[Records contained in a dataset]
----------
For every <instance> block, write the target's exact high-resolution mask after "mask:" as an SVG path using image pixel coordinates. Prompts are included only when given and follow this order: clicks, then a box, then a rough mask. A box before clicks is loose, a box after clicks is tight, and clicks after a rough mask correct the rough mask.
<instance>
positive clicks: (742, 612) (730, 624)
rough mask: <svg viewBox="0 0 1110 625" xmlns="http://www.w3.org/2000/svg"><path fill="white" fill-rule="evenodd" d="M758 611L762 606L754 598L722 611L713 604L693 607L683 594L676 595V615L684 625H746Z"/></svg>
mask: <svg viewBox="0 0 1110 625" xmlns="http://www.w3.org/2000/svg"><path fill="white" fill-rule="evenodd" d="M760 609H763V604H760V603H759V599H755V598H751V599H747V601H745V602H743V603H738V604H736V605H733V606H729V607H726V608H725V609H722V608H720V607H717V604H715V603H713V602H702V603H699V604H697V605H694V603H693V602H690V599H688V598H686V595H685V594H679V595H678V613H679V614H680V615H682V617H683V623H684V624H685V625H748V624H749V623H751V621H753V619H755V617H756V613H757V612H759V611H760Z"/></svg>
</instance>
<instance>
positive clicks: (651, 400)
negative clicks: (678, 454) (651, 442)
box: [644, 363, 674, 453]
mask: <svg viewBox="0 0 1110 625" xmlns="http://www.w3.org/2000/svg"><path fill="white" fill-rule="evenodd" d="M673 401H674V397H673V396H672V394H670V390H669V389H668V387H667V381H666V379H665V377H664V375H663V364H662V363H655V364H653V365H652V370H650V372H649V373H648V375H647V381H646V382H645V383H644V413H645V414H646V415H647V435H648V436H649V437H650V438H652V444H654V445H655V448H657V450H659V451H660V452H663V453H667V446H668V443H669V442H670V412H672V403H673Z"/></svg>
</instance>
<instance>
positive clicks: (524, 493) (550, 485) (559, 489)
----------
(Assigned task)
Which lines above contain "positive"? Show each of them.

(Reply)
positive clicks: (742, 612) (730, 624)
positive clicks: (651, 400)
positive clicks: (524, 493) (550, 485) (559, 489)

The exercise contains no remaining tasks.